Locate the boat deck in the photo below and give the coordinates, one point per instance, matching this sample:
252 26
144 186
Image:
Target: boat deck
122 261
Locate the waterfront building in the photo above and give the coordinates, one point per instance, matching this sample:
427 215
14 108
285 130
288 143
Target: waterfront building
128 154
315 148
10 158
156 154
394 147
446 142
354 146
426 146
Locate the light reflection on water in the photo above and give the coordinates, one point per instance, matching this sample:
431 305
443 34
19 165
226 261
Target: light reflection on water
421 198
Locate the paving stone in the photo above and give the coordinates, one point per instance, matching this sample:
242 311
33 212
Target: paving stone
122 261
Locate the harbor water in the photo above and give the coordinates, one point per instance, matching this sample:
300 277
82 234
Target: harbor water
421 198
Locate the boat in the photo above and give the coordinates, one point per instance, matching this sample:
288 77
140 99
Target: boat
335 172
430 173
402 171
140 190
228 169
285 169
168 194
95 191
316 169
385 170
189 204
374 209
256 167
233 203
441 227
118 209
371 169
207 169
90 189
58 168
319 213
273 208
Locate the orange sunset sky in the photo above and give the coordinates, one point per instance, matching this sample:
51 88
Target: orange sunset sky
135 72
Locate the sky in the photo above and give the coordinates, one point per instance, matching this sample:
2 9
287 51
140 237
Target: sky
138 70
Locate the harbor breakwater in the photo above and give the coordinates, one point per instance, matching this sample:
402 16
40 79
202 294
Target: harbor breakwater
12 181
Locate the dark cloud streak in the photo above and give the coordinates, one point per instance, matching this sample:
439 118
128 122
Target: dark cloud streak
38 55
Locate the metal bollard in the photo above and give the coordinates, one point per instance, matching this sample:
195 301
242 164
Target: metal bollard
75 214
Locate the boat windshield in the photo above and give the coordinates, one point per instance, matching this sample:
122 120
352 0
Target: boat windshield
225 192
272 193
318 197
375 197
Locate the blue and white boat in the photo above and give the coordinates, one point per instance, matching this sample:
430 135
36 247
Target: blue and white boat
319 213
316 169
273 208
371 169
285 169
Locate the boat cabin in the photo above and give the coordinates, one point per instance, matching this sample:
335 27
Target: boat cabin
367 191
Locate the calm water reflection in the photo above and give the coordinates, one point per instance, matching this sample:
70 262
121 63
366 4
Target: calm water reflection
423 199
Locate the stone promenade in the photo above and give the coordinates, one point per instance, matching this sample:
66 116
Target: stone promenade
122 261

□ □ □

▶ **Exercise goal**: Repeat the listing exactly.

▶ **Written reply**:
Locate the boat deck in the photo below and give the coordinates, one point per instance, matching this sample:
252 26
144 186
Image:
Target: boat deck
122 261
Locate the waterfront building in the photo above and give the coordinates, one point per instance, matching this sample:
427 215
14 108
285 130
288 143
Target: waterfront building
128 154
315 148
10 158
156 154
394 147
446 142
354 146
426 146
Locate the light reflection on water in the photo above and give the coordinates, one point per instance, matching this sample:
431 305
443 34
19 165
226 261
Target: light reflection on water
421 198
Locate the paving stone in the photo above and give the coordinates, one point per instance, matching this sample:
242 311
33 212
Target: paving stone
122 261
Locate the harbor water in the photo above and give the coordinates, one point per instance, matching this sample:
300 277
82 234
Target: harbor water
421 198
Locate the boat in the photo above and give the coordinates, one point per instance, matching this sample:
288 77
140 99
Target: boat
335 172
430 173
402 171
140 190
228 169
285 169
168 194
95 191
316 169
385 170
189 204
374 209
256 167
233 203
441 227
118 209
371 169
207 169
90 189
58 168
319 213
273 208
Locate the orange sunset sky in the photo above and give the coordinates, one point per instance, matching this sample:
51 88
Target: orange sunset sky
135 72
Locate the sky in the photo above and give the coordinates, one point per instance, matching this sample:
2 9
287 51
140 237
Target: sky
138 70
Locate the harbor breakwater in the photo above and give the coordinates, one point per instance, matching this sample:
402 16
40 79
202 294
Target: harbor breakwater
12 181
Locate the dark cloud streak in the photo above and give the coordinates, one point per instance, matching this sample:
439 118
128 122
Target: dark cloud streak
38 55
Locate the metal bollard in the photo above and give the coordinates, one point per instance, matching this sample:
195 301
242 164
Target: metal bollard
75 214
Locate the boat windshield in the photo above and give the coordinates, one point per instance, matching this sample:
122 120
352 0
Target: boat windshield
225 192
272 193
318 197
375 197
Locate the blue and white boat in the photo above and give the coordinates, one point per instance, matching this sample:
430 135
36 247
Target: blue and white boat
319 213
316 169
273 208
371 169
285 169
Locate the boat cabin in the photo above and give the coordinates, one point per instance, matching this sample:
335 27
Target: boat cabin
367 191
Locate the calm water reflection in the photo above and give the coordinates, one point per instance, matching this sample:
70 262
121 63
366 4
Target: calm water reflection
423 199
Locate the stone promenade in the photo above and give the coordinates, one point per instance, matching this sample:
66 116
Target: stone promenade
122 261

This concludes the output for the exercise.